■ Paginatekst ■
++++++++++

Figuur 2: Breking van het licht in een prisma. Plaatje: Wikipedia.
Heel veel regendruppels
Maar wat heeft dat nu te maken met een regenboog? Bij het ontstaan van een regenboog schijnt de zon op allemaal kleine regendruppeltjes. Die regendruppeltjes kun je vergelijken met het prisma: de verschillende kleuren uit het zonlicht worden allemaal net iets anders afgebogen als ze het grensvlak van lucht naar water passeren in de regendruppel. Daardoor worden de kleuren in het druppeltje uit elkaar getrokken. Als de lichtstralen aan de andere kant van het druppeltje komen, gaat een groot deel van het licht het druppeltje uit. Maar er is ook een klein deel van het licht dat terugkaatst. Uiteindelijk verlaat ook dit licht de druppel weer. Door de breking zijn de verschillende kleuren dan net als bij het prisma uit elkaar getrokken. Je ziet dat het rode licht een net iets grotere hoek maakt met de richting van het zonlicht dan het blauwe licht.
Figuur 3: Breking van het licht en enkele reflectie in een druppel.
Wat zie je?

++++++++++

[Items uit de dataset]
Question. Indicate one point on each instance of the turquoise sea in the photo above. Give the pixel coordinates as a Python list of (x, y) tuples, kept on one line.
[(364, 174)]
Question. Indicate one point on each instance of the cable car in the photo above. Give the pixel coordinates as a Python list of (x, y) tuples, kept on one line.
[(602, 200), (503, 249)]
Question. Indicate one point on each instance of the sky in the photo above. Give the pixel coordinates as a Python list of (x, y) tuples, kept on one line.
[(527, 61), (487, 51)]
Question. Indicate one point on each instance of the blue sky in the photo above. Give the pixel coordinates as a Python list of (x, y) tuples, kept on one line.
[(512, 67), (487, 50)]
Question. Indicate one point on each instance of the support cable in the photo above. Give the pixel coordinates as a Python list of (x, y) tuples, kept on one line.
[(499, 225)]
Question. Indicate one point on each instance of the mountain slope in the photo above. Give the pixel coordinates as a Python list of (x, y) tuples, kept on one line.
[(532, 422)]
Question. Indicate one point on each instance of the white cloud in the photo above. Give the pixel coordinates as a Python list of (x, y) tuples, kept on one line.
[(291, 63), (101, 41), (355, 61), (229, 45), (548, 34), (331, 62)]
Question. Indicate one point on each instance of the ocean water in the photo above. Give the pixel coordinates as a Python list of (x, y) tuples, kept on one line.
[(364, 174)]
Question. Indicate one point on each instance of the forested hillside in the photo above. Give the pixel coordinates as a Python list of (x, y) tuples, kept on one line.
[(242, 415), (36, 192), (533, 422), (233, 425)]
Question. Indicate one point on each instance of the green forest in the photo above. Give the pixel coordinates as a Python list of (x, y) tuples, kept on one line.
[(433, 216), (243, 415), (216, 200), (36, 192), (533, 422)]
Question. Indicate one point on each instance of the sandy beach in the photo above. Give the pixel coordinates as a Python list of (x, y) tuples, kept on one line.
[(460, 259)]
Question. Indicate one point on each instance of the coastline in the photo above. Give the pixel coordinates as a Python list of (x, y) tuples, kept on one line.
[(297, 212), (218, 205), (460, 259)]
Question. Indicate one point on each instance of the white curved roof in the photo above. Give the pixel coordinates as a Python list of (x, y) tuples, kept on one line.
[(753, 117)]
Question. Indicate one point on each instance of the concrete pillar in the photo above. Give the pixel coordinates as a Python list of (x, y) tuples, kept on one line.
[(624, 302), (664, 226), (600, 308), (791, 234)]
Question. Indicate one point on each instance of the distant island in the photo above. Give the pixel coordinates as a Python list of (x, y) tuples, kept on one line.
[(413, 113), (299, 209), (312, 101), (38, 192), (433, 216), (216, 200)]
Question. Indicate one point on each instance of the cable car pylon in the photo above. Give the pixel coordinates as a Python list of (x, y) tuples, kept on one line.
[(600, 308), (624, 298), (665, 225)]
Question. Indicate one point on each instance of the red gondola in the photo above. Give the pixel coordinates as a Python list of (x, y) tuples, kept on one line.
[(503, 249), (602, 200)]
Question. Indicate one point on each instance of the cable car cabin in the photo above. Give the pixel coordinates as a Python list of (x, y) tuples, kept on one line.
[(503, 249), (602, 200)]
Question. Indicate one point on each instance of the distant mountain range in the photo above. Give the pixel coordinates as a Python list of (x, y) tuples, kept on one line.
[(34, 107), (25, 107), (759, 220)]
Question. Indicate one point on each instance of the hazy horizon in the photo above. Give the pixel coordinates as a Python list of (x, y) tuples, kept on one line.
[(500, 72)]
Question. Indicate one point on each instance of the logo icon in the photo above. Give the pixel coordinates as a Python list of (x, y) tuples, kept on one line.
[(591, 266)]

++++++++++

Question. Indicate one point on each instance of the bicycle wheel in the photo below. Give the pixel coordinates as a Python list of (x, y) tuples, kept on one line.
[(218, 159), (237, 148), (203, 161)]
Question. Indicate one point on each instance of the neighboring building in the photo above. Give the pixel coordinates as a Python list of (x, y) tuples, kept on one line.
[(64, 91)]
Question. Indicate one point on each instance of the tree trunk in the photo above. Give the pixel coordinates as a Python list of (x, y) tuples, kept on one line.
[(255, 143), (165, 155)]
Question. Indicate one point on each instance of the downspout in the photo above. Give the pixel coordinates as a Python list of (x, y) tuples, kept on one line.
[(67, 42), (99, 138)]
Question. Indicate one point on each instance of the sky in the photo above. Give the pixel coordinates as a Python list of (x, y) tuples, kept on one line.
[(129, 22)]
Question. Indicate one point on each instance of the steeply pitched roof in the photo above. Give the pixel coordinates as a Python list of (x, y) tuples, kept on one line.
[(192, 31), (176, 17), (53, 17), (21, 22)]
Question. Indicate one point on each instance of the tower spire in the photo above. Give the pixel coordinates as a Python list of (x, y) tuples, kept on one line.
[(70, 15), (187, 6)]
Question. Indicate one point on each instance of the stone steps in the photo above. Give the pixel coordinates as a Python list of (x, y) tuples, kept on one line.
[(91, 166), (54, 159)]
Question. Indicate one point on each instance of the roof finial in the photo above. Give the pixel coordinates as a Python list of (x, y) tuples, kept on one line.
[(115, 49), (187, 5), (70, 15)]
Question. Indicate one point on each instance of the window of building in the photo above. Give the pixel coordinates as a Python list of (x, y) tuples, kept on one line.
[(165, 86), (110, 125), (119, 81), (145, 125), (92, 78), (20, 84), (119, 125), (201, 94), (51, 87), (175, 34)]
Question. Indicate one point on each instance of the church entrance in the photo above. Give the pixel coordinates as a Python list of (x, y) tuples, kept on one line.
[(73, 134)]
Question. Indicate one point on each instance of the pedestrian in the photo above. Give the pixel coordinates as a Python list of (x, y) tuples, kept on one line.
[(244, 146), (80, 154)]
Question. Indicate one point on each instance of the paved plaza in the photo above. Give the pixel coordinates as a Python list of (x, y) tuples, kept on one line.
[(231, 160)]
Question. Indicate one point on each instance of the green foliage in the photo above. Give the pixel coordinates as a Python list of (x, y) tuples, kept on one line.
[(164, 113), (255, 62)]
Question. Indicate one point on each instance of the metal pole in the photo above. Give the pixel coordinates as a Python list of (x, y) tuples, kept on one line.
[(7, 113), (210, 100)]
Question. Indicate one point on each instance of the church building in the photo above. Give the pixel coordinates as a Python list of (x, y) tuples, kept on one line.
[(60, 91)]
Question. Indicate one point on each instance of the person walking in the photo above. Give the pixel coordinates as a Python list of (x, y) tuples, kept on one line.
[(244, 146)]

++++++++++

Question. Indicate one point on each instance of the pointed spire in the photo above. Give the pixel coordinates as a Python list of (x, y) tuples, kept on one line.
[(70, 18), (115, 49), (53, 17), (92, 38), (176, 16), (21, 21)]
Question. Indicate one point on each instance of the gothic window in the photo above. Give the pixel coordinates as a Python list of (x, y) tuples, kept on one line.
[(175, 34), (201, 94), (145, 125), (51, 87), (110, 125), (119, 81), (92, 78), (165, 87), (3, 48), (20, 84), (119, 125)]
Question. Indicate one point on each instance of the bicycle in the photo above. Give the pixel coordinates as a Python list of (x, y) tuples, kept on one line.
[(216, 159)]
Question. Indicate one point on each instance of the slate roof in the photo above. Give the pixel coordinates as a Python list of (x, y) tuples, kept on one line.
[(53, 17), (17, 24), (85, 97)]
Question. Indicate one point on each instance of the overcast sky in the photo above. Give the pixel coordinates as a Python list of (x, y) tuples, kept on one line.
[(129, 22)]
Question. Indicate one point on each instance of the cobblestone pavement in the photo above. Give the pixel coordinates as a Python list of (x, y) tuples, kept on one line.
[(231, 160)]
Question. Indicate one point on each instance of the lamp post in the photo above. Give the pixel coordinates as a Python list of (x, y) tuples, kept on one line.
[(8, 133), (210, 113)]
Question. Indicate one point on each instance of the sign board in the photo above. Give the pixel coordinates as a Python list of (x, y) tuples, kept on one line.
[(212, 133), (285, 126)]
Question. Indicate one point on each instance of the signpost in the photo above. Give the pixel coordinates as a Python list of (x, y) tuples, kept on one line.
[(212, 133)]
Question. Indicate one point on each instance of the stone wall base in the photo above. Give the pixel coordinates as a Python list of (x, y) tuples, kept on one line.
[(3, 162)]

++++++++++

■ Opdrachten ■
1. Welk licht maakt volgens de tekst over de regenboog een net iets grotere hoek met de richting van het zonlicht dan het blauwe licht?
2. Neem het stuk uit de tekst over de regenboog opnieuw op, beginnend bij "Heel veel regendruppels" en doorlopend tot en met "het blauwe licht.", en wissel daarbij "regendruppeltjes" om voor "waterdruppeltjes".
3. Noem alle verschillende woorden in de tekst over de regenboog waarin "druppel" voorkomt.
De regels heb je hier niet nodig.

■ Uitwerkingen ■
1. Het rode licht.

2.
Heel veel regendruppels
Maar wat heeft dat nu te maken met een regenboog? Bij het ontstaan van een regenboog schijnt de zon op allemaal kleine waterdruppeltjes. Die waterdruppeltjes kun je vergelijken met het prisma: de verschillende kleuren uit het zonlicht worden allemaal net iets anders afgebogen als ze het grensvlak van lucht naar water passeren in de regendruppel. Daardoor worden de kleuren in het druppeltje uit elkaar getrokken. Als de lichtstralen aan de andere kant van het druppeltje komen, gaat een groot deel van het licht het druppeltje uit. Maar er is ook een klein deel van het licht dat terugkaatst. Uiteindelijk verlaat ook dit licht de druppel weer. Door de breking zijn de verschillende kleuren dan net als bij het prisma uit elkaar getrokken. Je ziet dat het rode licht een net iets grotere hoek maakt met de richting van het zonlicht dan het blauwe licht.

3. regendruppels, regendruppeltjes, druppeltje, regendruppel, druppel